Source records
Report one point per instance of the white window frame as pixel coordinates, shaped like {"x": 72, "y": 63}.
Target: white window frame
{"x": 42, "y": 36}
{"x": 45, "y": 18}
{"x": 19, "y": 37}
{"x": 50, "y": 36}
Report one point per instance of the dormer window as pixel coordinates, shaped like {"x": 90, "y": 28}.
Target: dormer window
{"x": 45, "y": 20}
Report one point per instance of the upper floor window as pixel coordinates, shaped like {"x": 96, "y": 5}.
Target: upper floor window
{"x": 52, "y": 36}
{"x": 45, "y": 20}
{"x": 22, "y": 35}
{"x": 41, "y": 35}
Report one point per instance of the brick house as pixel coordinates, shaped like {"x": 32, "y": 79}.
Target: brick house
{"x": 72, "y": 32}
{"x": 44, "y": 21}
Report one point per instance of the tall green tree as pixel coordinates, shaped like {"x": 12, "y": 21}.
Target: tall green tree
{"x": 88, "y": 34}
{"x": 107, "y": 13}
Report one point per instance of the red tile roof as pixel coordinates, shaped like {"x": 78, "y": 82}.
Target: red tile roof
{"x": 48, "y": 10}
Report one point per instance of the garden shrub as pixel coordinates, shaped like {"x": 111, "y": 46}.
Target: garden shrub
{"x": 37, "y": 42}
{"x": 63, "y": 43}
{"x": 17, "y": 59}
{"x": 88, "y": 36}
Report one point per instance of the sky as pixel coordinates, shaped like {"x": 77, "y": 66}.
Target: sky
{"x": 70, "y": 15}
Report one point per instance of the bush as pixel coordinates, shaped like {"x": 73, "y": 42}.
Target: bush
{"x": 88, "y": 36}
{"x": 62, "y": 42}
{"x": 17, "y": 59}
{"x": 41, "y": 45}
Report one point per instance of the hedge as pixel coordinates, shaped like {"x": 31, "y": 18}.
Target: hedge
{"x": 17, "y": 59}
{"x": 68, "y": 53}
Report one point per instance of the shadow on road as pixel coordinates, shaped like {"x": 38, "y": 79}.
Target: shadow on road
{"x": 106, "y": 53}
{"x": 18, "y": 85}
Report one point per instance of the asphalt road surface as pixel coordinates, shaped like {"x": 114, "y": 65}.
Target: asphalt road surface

## Your task:
Rename "pixel coordinates" to "image coordinates" throughout the part of the source records that opens with the line containing "Report one point per instance of the upper" and runs through the end of the records. Give back only that part, with everything else unchanged.

## Complete output:
Report one point per instance of the upper floor window as image coordinates, shaped like {"x": 96, "y": 5}.
Target: upper floor window
{"x": 52, "y": 36}
{"x": 45, "y": 20}
{"x": 22, "y": 35}
{"x": 41, "y": 35}
Report one point per instance of the brick house as image coordinates, shaped like {"x": 32, "y": 79}.
Target: brick house
{"x": 72, "y": 32}
{"x": 44, "y": 21}
Report one point per instance of the tall green tree as image coordinates, shaped like {"x": 12, "y": 21}.
Target: tall green tree
{"x": 88, "y": 34}
{"x": 107, "y": 13}
Report one point per instance of the red tile roof as image coordinates, shaped like {"x": 78, "y": 82}.
Target: red tile roof
{"x": 48, "y": 10}
Report one point per instance of the garden shrub as image coordinates, shaped like {"x": 111, "y": 46}.
Target: garden shrub
{"x": 37, "y": 42}
{"x": 63, "y": 43}
{"x": 17, "y": 59}
{"x": 88, "y": 36}
Report one point per instance of the sky as image coordinates, shaped like {"x": 77, "y": 66}.
Target: sky
{"x": 70, "y": 15}
Report one point per instance of the bush as image coordinates, shaped like {"x": 73, "y": 42}.
Target: bush
{"x": 88, "y": 36}
{"x": 62, "y": 42}
{"x": 17, "y": 59}
{"x": 41, "y": 45}
Report one point per instance of the hedge as image coordinates, shaped like {"x": 31, "y": 18}.
Target: hedge
{"x": 17, "y": 59}
{"x": 68, "y": 53}
Report one point per instance of the shadow on road as image coordinates, shaped like {"x": 38, "y": 79}.
Target: shadow on road
{"x": 106, "y": 53}
{"x": 18, "y": 85}
Report one point per instance of the asphalt road surface as image coordinates, shaped like {"x": 114, "y": 65}.
Target: asphalt road surface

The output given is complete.